── STORED DATA ──

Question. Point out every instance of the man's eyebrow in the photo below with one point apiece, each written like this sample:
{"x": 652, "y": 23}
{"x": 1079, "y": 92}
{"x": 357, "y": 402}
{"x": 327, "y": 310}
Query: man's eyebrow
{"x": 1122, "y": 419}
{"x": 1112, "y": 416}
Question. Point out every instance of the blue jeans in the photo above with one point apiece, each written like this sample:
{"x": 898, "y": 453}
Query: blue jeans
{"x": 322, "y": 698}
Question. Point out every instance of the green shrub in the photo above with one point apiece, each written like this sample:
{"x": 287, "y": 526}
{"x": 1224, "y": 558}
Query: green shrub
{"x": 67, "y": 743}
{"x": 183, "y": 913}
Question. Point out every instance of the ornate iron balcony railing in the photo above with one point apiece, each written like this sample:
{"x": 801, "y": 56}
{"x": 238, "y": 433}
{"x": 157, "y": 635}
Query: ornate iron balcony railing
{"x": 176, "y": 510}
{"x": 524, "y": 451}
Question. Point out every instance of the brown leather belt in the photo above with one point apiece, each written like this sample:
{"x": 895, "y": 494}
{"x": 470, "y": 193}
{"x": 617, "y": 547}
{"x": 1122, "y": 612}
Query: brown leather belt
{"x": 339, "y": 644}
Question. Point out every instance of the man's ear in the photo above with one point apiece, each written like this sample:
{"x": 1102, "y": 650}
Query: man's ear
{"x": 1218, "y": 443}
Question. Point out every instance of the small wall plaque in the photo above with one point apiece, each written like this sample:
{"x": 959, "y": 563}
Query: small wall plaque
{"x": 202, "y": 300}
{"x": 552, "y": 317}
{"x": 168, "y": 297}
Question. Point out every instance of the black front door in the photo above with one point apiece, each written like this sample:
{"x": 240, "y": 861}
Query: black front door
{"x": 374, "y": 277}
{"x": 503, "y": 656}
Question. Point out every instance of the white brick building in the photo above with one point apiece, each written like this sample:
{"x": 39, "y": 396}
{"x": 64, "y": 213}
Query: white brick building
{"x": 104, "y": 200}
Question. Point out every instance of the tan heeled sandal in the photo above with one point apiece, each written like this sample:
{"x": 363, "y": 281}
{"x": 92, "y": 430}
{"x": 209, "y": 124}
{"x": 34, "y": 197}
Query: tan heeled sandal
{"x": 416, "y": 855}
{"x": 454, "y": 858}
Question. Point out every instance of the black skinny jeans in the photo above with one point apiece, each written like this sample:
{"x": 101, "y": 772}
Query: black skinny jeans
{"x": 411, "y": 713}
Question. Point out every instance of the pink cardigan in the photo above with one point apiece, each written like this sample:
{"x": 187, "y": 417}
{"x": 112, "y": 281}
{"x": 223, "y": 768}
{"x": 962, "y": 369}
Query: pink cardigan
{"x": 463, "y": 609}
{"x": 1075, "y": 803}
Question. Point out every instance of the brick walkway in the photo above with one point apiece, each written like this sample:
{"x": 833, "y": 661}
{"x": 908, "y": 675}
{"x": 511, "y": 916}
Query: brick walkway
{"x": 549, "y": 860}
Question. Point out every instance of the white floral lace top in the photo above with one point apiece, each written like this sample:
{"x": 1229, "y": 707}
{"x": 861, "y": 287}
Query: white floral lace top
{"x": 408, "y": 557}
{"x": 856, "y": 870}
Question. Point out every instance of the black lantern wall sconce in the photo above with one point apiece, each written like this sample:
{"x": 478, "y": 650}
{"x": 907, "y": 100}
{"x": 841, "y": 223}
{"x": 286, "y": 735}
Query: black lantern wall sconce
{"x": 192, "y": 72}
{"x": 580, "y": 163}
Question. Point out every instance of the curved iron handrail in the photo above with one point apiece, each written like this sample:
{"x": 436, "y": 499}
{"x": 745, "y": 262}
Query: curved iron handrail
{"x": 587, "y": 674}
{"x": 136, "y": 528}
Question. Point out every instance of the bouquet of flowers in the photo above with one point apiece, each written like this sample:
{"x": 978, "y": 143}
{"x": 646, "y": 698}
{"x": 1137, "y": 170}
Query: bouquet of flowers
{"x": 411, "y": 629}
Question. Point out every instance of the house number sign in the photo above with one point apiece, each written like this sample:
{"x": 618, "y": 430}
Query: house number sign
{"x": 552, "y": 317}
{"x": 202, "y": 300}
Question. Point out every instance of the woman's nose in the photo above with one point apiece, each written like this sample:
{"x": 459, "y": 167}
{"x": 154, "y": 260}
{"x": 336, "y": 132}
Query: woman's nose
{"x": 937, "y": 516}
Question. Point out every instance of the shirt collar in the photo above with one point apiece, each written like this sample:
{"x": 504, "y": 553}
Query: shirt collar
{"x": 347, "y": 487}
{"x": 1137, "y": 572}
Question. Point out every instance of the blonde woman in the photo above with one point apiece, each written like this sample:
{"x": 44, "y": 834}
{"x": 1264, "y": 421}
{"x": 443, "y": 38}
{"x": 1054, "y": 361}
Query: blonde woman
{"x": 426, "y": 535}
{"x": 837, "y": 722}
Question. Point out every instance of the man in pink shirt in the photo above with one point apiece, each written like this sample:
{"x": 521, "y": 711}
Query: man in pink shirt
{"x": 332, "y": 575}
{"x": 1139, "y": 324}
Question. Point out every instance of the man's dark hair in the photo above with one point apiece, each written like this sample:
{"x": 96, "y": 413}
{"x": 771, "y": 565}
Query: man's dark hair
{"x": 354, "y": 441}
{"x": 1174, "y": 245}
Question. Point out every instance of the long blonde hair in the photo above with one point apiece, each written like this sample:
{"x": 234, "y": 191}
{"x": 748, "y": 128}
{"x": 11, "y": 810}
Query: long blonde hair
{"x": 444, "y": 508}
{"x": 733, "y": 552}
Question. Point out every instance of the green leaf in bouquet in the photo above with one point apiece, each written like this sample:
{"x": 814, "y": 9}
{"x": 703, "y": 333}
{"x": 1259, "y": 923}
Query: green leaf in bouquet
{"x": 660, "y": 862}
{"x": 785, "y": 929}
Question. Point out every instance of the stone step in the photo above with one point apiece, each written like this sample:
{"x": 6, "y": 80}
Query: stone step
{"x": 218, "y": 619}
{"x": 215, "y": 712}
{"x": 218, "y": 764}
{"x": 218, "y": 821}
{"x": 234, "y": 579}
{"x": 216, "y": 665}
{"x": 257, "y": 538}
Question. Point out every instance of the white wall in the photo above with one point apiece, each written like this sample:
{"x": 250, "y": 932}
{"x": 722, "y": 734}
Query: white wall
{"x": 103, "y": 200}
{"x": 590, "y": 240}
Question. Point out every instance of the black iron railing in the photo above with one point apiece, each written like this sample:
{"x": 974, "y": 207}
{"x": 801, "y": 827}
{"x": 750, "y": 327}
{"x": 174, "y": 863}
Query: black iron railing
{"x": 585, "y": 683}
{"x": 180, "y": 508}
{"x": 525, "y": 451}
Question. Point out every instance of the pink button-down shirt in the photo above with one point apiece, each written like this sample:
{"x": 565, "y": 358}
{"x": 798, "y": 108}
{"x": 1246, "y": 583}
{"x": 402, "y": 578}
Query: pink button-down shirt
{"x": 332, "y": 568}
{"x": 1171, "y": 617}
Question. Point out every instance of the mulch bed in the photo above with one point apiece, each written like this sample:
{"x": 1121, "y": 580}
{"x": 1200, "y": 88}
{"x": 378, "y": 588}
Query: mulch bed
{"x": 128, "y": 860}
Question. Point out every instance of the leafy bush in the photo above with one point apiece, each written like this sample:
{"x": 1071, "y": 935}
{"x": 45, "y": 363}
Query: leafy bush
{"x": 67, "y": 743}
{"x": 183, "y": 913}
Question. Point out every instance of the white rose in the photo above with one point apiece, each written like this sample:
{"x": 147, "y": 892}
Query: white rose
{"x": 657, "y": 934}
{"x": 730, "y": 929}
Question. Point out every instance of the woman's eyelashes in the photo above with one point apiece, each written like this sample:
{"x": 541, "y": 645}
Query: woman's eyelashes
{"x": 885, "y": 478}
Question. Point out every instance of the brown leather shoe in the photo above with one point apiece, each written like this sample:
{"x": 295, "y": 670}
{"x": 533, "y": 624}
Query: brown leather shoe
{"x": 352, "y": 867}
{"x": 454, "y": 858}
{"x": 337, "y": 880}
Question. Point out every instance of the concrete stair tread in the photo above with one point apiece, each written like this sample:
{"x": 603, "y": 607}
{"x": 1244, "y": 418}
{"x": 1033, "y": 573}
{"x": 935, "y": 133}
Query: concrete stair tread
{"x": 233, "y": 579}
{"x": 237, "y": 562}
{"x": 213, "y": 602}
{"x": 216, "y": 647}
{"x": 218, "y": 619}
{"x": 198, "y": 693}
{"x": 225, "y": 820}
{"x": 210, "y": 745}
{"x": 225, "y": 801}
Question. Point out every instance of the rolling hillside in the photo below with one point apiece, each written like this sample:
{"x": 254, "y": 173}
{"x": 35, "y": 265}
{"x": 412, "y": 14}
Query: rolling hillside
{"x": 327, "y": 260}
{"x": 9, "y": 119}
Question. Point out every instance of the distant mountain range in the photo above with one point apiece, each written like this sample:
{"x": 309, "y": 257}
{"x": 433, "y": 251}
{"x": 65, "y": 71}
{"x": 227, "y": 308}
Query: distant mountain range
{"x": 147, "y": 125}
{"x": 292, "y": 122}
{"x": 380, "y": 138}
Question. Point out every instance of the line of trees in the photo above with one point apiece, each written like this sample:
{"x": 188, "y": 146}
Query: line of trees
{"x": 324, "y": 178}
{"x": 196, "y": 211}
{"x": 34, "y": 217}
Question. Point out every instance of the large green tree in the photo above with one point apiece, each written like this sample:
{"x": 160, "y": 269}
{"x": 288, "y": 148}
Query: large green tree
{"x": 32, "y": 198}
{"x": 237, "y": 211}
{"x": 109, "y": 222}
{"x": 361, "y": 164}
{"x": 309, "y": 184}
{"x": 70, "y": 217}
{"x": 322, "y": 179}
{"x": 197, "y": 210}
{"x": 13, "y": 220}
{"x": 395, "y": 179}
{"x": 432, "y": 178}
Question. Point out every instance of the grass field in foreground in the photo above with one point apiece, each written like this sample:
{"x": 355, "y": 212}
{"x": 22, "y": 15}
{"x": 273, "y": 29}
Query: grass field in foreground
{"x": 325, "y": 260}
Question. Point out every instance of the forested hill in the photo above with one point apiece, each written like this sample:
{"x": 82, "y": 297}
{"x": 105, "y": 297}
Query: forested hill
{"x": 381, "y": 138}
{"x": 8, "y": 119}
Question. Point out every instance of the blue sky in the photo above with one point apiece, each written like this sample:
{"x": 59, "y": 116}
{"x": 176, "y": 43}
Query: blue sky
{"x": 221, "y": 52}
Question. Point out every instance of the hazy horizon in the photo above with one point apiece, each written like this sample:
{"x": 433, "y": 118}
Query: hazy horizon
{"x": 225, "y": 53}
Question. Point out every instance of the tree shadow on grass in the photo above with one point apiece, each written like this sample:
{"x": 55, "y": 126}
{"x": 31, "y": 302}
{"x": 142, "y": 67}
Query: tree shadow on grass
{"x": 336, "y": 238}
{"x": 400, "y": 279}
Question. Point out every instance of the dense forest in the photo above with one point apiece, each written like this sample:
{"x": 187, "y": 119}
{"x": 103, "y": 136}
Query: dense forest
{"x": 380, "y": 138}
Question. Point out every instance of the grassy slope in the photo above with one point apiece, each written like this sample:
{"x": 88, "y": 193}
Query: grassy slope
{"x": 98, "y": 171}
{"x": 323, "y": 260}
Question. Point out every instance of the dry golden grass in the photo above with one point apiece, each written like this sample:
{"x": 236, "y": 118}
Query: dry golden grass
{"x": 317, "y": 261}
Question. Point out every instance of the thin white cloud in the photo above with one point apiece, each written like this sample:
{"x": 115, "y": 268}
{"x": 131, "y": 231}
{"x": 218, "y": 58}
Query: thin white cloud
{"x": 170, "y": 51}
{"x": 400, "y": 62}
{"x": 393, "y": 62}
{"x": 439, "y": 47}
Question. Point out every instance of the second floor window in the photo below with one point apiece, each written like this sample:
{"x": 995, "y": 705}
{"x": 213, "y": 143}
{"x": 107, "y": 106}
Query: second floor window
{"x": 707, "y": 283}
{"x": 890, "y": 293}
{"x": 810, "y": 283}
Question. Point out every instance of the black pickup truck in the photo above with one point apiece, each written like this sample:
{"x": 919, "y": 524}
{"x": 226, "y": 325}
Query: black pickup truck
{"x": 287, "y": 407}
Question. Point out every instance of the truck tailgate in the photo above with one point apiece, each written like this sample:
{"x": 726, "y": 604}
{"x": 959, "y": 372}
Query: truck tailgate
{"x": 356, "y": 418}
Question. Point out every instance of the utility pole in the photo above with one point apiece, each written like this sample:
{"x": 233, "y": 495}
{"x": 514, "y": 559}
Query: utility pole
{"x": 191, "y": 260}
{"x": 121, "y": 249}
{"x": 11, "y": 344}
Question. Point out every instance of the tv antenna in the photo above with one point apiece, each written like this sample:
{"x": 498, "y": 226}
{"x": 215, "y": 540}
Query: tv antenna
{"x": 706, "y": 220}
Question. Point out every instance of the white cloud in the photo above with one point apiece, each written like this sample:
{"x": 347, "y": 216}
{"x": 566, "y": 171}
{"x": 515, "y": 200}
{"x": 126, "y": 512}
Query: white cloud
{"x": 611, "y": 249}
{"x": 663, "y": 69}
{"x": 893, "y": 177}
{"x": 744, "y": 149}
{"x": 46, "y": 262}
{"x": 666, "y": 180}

───

* AIM OF THE EXERCISE
Give back exactly the lines running from the line containing "Question. Point out every instance of the black pickup" through the end of the material above, both included, and nothing beyond them.

* PROBLEM SOLUTION
Question. Point out every instance of the black pickup truck in the photo above with one point apiece, each written like this sample:
{"x": 919, "y": 524}
{"x": 226, "y": 325}
Query: black pickup truck
{"x": 287, "y": 407}
Question. Point out every instance of the truck tailgate in the photo above with one point apiece, each written like this sample:
{"x": 726, "y": 604}
{"x": 959, "y": 372}
Query: truck tailgate
{"x": 356, "y": 418}
Question. Point out every instance of the utility pole in the photo above with one point apiece, each written like this sample:
{"x": 233, "y": 495}
{"x": 514, "y": 559}
Query: utility pole
{"x": 191, "y": 260}
{"x": 121, "y": 249}
{"x": 11, "y": 344}
Question. Point out every instance of the tv antenna in the photo above with one point apiece, each written like this sample:
{"x": 498, "y": 226}
{"x": 215, "y": 540}
Query: tv antenna
{"x": 706, "y": 220}
Question. Point out every instance of the white cloud in the photo above with one point apiece, each written like this sample:
{"x": 347, "y": 216}
{"x": 566, "y": 171}
{"x": 515, "y": 200}
{"x": 126, "y": 512}
Query: white cloud
{"x": 611, "y": 249}
{"x": 663, "y": 69}
{"x": 893, "y": 177}
{"x": 744, "y": 149}
{"x": 46, "y": 262}
{"x": 666, "y": 180}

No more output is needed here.